In the profile of Gillian Wearing, edit the passage starting at "In person she" and ending at "been verbally dextrous." so that "unconfident" becomes "hesitant".

━━━ GIVEN TEXT

Her phone rings a lot, because the bell on her Whitechapel studio - which she shares with her boyfriend, the artist Michael Landy - does not work. Without a mobile, I have to shout up from the metal doorway, which bears the legend: "Please, no fucking in the doorway", followed by the more pragmatic postscript: "Pick up your rubbers after use". The door is adjacent to one of London's most downmarket red-light districts.
Wearing looks out of the window and lets me in. She is dressed in the eccentric art clobber of woolly tights and colourful cardigan, and has black hair which is obviously newly dyed. In the last two years the 33-year-old has become increasingly prominent - which is pleasing, since she makes artworks (mostly on video) which are cerebral, minutely observed, compassionate and vaguely sinister all at once. She won the Turner Prize in 1997 and a glossy book of her work has just appeared on the Contemporary Artists list of up-market publisher Phaidon.
People singing along to their favourite tracks while listening to personal stereos, air guitarists playing pretend solos, intimate interviews with strangers on the street, people in masks confessing their innermost secrets, street alcoholics - these are all Wearing moments, captured on video and in photographs.
In person she seems unconfident, with a staccato, blurred delivery and a ready but anxious laugh. She explains that she likes making artworks that address communication because she has not always been verbally dextrous.
"I used to mumble and not talk very much. I slurred my words, and didn't realise when I left school that I couldn't make a sentence," she says. To this day she cannot manage the kind of public proclamations which so often seem required of the successful artist. But while the woman sitting on the sofa seems innocent and self- effacing, you detect a hint of evasiveness and a touch of steel. Yet you are still charmed and do not doubt her sincerity.
"I can't fake being naive," she says.
What is the thread that runs through Wearing's work? Is it, as some say, that her videos betray the tensions between public and private life? Or is she, as others declare, a documentary artist, a recorder of contemporary life? Some see her as a moral presence, giving voice to the marginalised.
"God, that sounds so pompous," she says. "But I am interested in what all kinds of people have to say."
The piece that won Gillian Wearing the Turner Prize, Sixty Minute Silence, was an hour-long video frieze of policemen and women staying as still as possible and saying nothing: at the end, although Wearing had not planned it, one of them shrieked with relief (she kept it in the piece). Wearing's other most prominent work, Signs that say what you want them to say and not Signs that say what someone else wants you to say, in which she invited passers-by to write on a card and be photographed holding it, has become a 600-picture library of startling dislocations. The most famous is a smug-looking businessman holding a sign reading: "I'm desperate". Recently Wearing was in the spotlight for the unfortunate reason that her work has twice been appropriated - to use the polite term - by the advertising industry. Last year, the Signs idea was used for a car commercial, featuring people holding cards in the same way, but flogging the disparity between person and placard for laughs.

━━━━━━
━━━ EXCERPTED RECORDS

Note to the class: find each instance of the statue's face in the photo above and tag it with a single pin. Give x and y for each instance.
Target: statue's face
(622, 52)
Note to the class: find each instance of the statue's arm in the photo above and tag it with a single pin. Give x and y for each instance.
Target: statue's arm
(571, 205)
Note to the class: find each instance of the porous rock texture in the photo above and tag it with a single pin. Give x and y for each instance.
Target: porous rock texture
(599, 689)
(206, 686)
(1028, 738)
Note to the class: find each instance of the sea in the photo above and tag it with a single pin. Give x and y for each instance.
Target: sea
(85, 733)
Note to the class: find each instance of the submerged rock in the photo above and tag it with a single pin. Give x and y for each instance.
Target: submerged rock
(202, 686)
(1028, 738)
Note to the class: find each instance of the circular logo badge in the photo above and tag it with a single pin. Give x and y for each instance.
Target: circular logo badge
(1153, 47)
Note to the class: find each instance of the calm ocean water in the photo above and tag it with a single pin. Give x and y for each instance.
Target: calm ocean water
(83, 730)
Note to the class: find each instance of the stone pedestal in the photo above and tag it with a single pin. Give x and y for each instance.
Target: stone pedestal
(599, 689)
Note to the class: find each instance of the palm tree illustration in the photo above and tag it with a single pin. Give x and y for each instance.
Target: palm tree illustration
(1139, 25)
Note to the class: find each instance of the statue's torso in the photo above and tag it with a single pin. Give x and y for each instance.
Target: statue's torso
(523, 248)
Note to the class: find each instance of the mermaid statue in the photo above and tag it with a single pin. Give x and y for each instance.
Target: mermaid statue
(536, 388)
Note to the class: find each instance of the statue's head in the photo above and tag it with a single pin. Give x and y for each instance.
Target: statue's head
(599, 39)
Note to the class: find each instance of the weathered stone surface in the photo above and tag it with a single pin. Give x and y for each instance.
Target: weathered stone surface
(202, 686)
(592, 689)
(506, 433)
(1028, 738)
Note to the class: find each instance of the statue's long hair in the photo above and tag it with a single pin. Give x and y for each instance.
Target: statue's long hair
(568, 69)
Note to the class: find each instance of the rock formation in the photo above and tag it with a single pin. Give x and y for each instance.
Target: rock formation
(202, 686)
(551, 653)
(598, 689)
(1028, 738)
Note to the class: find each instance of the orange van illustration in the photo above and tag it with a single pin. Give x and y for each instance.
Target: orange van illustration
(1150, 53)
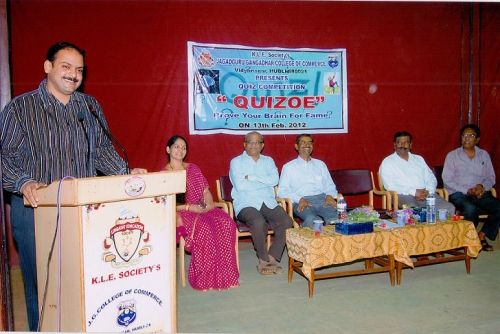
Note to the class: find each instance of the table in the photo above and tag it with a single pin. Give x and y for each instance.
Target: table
(391, 250)
(308, 252)
(446, 241)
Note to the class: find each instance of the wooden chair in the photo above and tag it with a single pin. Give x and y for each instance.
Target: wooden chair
(182, 246)
(392, 203)
(224, 187)
(351, 182)
(394, 195)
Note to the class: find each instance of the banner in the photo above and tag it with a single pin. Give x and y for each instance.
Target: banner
(237, 89)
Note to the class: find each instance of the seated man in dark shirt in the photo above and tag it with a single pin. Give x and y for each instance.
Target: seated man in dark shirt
(468, 177)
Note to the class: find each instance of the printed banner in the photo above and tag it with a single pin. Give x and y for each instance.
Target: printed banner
(237, 89)
(127, 275)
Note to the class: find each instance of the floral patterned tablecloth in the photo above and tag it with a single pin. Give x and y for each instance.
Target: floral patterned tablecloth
(328, 248)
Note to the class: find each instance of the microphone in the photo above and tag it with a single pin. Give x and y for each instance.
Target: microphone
(81, 117)
(108, 134)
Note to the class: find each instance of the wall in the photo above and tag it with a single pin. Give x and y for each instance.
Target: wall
(416, 54)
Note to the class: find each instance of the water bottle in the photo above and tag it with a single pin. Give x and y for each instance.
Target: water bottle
(431, 208)
(341, 208)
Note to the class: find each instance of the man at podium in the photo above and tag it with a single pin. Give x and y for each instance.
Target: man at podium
(47, 134)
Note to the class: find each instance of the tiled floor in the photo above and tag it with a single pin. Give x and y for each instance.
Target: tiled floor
(18, 303)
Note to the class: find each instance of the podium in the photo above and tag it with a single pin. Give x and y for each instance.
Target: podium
(113, 261)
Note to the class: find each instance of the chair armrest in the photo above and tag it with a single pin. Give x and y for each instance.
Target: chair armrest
(287, 205)
(445, 194)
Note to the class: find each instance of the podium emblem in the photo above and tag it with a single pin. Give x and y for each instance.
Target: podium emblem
(135, 186)
(126, 313)
(127, 241)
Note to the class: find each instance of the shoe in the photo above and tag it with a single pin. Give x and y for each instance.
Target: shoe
(266, 269)
(486, 246)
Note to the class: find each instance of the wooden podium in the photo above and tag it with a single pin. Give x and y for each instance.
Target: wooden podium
(113, 262)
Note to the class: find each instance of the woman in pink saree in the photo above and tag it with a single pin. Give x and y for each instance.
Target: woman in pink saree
(209, 232)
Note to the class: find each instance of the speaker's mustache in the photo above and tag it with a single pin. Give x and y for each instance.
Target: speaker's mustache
(72, 79)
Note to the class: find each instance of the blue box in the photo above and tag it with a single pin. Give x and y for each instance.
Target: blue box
(354, 228)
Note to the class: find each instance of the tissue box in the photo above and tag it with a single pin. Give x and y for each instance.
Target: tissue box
(354, 228)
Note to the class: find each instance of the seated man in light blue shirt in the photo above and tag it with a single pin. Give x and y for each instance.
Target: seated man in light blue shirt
(307, 182)
(409, 176)
(254, 177)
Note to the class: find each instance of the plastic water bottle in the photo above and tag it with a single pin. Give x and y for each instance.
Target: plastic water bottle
(341, 208)
(431, 209)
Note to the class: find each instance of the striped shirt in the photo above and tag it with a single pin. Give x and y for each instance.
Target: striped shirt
(44, 140)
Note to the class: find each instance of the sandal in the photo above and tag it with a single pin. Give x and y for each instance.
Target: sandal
(266, 269)
(486, 246)
(277, 268)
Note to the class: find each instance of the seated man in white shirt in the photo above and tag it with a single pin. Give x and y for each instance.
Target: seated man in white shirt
(307, 182)
(409, 176)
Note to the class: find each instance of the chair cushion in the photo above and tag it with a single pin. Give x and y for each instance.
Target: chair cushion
(243, 228)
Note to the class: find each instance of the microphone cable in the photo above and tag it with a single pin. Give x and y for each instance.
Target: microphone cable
(81, 118)
(49, 260)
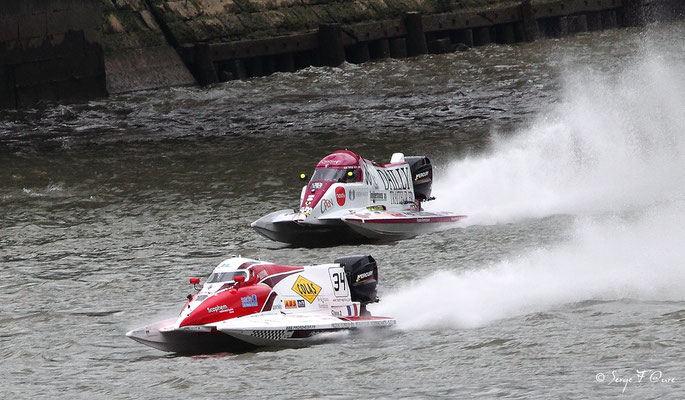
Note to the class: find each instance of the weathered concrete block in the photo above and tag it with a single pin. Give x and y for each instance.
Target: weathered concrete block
(464, 36)
(33, 26)
(205, 73)
(285, 63)
(609, 19)
(594, 21)
(358, 53)
(505, 34)
(416, 39)
(331, 49)
(578, 24)
(633, 12)
(481, 36)
(398, 47)
(379, 49)
(440, 46)
(529, 22)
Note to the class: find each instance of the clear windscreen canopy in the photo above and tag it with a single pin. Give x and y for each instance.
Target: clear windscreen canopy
(335, 175)
(228, 276)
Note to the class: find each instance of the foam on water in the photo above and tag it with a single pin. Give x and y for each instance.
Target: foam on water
(613, 143)
(612, 154)
(608, 258)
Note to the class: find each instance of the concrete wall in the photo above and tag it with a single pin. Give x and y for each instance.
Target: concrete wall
(193, 21)
(138, 56)
(49, 51)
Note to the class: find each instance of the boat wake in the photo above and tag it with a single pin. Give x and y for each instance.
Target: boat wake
(613, 143)
(611, 154)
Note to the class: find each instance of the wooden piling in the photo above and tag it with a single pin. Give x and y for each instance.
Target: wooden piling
(505, 34)
(255, 67)
(578, 24)
(398, 48)
(464, 36)
(416, 39)
(285, 63)
(358, 53)
(530, 24)
(440, 46)
(205, 73)
(609, 19)
(331, 48)
(594, 21)
(633, 12)
(379, 49)
(237, 68)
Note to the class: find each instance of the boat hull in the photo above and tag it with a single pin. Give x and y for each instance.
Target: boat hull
(162, 336)
(325, 232)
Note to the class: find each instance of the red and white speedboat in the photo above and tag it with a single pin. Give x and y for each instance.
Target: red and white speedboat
(247, 303)
(349, 198)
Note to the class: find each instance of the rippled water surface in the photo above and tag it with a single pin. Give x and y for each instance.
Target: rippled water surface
(567, 155)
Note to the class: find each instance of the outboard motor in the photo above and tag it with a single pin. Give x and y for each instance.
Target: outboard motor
(422, 176)
(362, 278)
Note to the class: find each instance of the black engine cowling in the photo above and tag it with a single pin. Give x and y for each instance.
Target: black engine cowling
(422, 176)
(362, 277)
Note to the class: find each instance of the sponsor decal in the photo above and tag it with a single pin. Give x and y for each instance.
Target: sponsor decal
(306, 288)
(401, 197)
(369, 179)
(299, 327)
(221, 308)
(326, 205)
(365, 276)
(340, 195)
(377, 196)
(396, 179)
(421, 175)
(249, 301)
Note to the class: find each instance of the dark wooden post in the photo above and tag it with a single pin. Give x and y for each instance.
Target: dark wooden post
(609, 19)
(398, 48)
(331, 49)
(416, 39)
(594, 21)
(379, 49)
(530, 24)
(8, 95)
(464, 36)
(579, 24)
(358, 53)
(286, 62)
(204, 65)
(633, 12)
(505, 34)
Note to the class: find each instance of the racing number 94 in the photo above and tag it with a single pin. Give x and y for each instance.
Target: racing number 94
(338, 281)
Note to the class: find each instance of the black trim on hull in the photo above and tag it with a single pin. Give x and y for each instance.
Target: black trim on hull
(307, 235)
(197, 343)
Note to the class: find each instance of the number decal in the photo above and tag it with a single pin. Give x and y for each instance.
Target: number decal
(339, 282)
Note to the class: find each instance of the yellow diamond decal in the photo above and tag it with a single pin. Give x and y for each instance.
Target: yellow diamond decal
(306, 288)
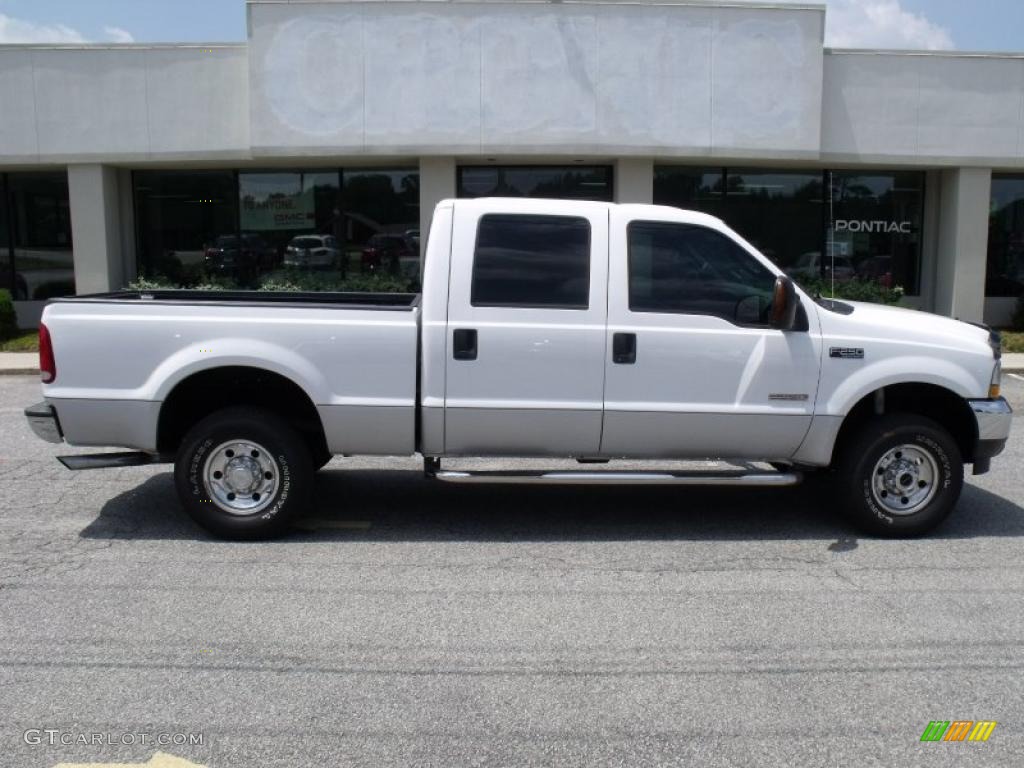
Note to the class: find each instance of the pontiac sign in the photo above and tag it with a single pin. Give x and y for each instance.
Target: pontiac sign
(884, 227)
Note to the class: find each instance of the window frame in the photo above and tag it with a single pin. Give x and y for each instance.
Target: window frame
(473, 302)
(629, 273)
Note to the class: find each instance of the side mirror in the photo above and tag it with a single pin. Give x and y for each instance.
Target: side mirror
(784, 304)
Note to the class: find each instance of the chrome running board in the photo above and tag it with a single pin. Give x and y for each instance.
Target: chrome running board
(105, 461)
(741, 479)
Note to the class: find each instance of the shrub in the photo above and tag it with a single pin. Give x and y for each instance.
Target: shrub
(8, 321)
(854, 290)
(305, 281)
(291, 280)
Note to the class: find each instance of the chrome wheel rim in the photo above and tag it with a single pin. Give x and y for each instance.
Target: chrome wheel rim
(241, 477)
(905, 479)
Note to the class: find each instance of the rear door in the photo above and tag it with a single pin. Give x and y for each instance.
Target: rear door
(527, 308)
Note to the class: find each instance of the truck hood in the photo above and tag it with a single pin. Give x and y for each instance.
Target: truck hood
(904, 327)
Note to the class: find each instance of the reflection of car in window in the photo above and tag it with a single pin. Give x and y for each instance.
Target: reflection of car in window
(18, 290)
(227, 256)
(394, 253)
(877, 269)
(315, 251)
(809, 266)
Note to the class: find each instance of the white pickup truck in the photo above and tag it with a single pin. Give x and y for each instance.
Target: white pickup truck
(545, 329)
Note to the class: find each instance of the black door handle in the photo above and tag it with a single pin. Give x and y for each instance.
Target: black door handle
(464, 344)
(624, 349)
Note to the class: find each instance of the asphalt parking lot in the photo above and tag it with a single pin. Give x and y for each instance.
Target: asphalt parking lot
(408, 623)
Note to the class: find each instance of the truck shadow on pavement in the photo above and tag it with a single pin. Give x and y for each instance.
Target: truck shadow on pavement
(357, 505)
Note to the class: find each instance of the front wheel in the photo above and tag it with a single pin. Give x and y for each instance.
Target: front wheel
(243, 473)
(900, 476)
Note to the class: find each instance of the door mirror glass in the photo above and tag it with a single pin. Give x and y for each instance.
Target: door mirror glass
(784, 304)
(752, 310)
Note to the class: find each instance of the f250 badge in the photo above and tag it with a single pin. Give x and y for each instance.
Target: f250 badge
(847, 353)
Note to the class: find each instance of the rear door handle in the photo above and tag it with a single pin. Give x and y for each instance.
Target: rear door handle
(464, 344)
(624, 349)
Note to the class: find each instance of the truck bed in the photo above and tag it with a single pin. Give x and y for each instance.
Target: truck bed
(121, 355)
(257, 298)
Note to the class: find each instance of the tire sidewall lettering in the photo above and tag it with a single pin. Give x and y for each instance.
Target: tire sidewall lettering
(923, 440)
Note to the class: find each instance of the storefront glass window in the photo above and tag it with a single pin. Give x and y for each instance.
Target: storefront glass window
(35, 233)
(565, 182)
(381, 210)
(180, 216)
(877, 226)
(308, 229)
(8, 281)
(779, 213)
(693, 188)
(814, 224)
(290, 220)
(1005, 275)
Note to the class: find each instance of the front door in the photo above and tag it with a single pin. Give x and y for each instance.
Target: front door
(692, 368)
(525, 332)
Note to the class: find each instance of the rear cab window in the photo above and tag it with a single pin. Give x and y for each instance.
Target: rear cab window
(530, 260)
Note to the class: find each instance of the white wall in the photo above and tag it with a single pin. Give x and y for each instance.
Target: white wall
(94, 201)
(963, 243)
(924, 109)
(72, 104)
(535, 78)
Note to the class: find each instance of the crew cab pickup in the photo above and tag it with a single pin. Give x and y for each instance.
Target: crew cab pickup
(545, 329)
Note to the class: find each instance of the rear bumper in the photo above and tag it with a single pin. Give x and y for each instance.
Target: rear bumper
(43, 420)
(994, 419)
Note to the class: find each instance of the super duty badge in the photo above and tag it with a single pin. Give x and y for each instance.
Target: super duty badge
(847, 353)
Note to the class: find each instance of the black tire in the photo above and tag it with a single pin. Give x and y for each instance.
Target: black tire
(928, 476)
(286, 459)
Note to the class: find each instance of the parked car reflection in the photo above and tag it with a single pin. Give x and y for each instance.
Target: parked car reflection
(808, 266)
(316, 251)
(229, 256)
(395, 253)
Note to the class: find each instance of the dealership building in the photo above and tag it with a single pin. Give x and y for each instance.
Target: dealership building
(339, 125)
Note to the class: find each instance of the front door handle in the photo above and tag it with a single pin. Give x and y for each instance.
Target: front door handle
(464, 344)
(624, 349)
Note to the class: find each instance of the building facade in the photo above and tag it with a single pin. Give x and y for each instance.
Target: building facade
(323, 143)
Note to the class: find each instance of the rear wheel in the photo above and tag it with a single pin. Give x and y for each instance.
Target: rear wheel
(900, 476)
(243, 473)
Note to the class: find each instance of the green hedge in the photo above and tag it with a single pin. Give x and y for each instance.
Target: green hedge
(291, 280)
(8, 321)
(853, 290)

━━━━━━

**FINAL RESULT**
In person she seems hesitant, with a staccato, blurred delivery and a ready but anxious laugh. She explains that she likes making artworks that address communication because she has not always been verbally dextrous.